GIVEN PROBLEM
Reproduce each of the records below, substituting "The annotator" for every occurrence of "The component" and leaving all other text unchanged.

DATA SHOWN
-=-=-

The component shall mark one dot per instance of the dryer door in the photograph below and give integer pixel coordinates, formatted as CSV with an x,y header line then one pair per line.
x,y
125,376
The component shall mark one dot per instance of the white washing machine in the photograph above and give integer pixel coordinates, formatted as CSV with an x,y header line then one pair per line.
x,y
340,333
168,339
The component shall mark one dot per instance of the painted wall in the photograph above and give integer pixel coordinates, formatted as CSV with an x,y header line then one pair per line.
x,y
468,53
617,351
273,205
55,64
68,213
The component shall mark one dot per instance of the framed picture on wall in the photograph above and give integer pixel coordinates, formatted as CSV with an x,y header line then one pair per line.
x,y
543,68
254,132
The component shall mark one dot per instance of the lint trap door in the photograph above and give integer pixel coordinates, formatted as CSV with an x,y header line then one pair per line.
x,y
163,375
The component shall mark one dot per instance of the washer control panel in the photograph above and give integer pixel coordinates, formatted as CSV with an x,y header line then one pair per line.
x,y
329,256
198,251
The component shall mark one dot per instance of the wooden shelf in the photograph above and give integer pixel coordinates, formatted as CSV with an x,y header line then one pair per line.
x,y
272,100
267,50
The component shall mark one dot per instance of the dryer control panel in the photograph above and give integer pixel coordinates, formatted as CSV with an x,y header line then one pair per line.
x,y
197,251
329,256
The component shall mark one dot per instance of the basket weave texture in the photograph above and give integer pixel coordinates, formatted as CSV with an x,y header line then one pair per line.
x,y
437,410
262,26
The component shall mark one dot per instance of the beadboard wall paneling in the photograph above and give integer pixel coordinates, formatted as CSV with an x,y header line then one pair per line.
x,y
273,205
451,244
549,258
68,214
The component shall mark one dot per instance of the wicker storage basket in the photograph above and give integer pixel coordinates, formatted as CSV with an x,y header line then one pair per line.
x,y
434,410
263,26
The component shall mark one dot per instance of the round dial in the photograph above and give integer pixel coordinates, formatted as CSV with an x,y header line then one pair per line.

-=-=-

SOLUTION TO THE EXERCISE
The annotator shall mark one dot per instance of the dryer door in the photograph below and give integer pixel coordinates, formatted as CSV with an x,y header line then one pair per line.
x,y
125,376
The annotator shall mark one dot per instance of the white washing machine in the photograph above and give integer pixel coordinates, formatted as CSV with an x,y header line then one pair per line.
x,y
340,333
168,339
The annotator shall mark one dot per instance of the painted wall in the photograph above and give integer pixel coordinates, formatted as CSV with an x,y header line then one pair per line.
x,y
468,53
617,351
273,205
55,64
68,213
The annotator shall mark one dot per instance of the framed picture on wall in the photograph above and give integer pixel coordinates, formatted as CSV with an x,y header line then one pair per line.
x,y
543,68
254,132
The annotator shall mark one dot per instance of the lint trap door in the photograph above and give integer pixel coordinates, formatted as CSV with an x,y header line then one pair per line.
x,y
163,375
The annotator shall mark one dot per instance of the washer control panel in the photograph above and give integer pixel coordinates, formatted as CSV with an x,y header line then one pair per line.
x,y
329,256
198,251
The annotator shall mark one dot per instance of the wooden shelf in the photograph above and give integer pixel coordinates, formatted as CSV with an x,y header line then one pair per line.
x,y
272,100
267,50
The annotator shall mark one dot per instance of the dryer control panel in the photograph above and give integer pixel coordinates, formatted as CSV with an x,y header line then one pair per line.
x,y
197,251
329,256
The annotator shall mark one dot per instance of the basket weave texture in the photograph above and give integer pixel coordinates, formatted as CSV with an x,y header line then one pair per line.
x,y
437,410
262,26
The annotator shall mark one dot per instance of the beadboard wall paneling in the photograph above and give integer pixel coordinates, formatted as CSV with an x,y header line then one pair per line.
x,y
273,205
451,244
549,258
68,214
The annotator shall mark one dot per instance of the wicker storage basket in the photograph above and give integer pixel coordinates, formatted as CSV with an x,y header line then one pair per line.
x,y
434,410
263,26
The annotator shall mark one dot per instance of the round dial in the photograph above and give integer pixel coordinates, formatted as CSV with an x,y header line then one pair per line.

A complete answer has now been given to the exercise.